- **THE REQUEST**: Please show every line of the material that contains the string "white". Case counts.

- **RECORD EXTRACTS**:
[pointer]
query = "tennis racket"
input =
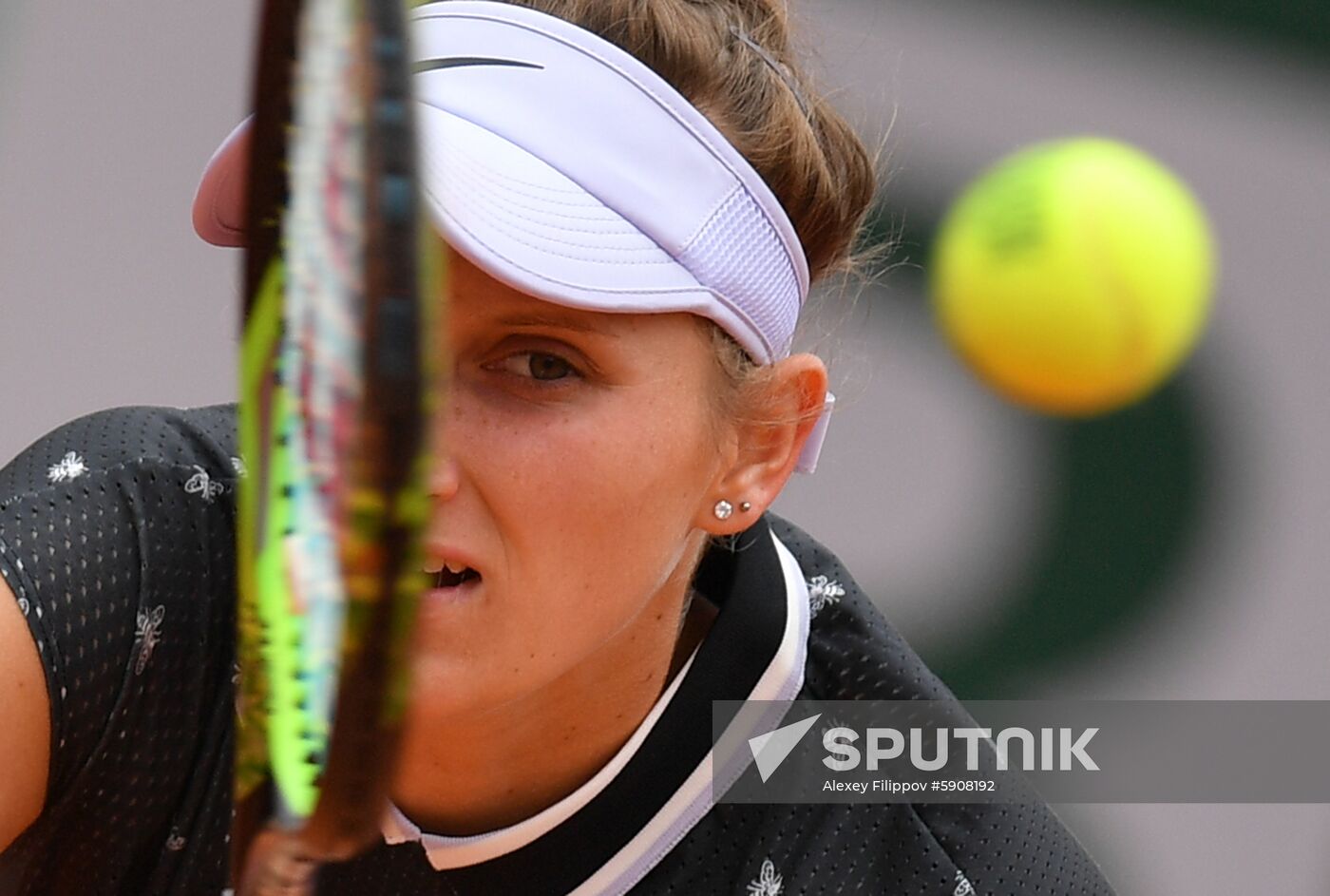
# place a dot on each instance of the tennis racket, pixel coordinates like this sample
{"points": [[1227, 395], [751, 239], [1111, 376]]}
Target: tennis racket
{"points": [[339, 329]]}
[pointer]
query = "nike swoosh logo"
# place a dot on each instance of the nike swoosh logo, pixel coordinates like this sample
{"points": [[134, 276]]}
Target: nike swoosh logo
{"points": [[465, 62]]}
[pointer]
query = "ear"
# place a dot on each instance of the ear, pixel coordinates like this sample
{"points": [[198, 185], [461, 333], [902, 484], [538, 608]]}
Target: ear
{"points": [[768, 445]]}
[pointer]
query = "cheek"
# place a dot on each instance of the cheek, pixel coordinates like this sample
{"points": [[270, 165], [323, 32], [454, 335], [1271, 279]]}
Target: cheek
{"points": [[592, 503]]}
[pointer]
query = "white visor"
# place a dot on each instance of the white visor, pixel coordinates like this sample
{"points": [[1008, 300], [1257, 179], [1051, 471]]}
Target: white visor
{"points": [[565, 167]]}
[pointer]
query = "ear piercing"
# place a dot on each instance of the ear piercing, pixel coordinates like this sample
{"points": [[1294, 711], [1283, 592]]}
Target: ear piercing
{"points": [[724, 509]]}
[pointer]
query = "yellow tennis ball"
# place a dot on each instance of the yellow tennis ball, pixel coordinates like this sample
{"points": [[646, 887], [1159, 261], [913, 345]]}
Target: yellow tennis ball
{"points": [[1074, 276]]}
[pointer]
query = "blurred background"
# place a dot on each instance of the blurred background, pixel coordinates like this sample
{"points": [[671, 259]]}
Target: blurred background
{"points": [[1174, 549]]}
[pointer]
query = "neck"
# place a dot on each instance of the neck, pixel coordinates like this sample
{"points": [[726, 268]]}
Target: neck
{"points": [[489, 770]]}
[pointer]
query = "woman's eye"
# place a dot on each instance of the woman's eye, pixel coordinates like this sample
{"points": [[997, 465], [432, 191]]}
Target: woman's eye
{"points": [[538, 366]]}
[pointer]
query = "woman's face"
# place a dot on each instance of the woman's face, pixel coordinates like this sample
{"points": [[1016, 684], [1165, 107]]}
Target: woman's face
{"points": [[578, 457]]}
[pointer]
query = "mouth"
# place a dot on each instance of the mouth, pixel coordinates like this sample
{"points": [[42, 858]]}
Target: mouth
{"points": [[451, 577]]}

- **RESULT OF THIS EXERCISE**:
query = "white visor"
# place a dot on each instance of the white visor, pixel coordinates like this sample
Target: white visor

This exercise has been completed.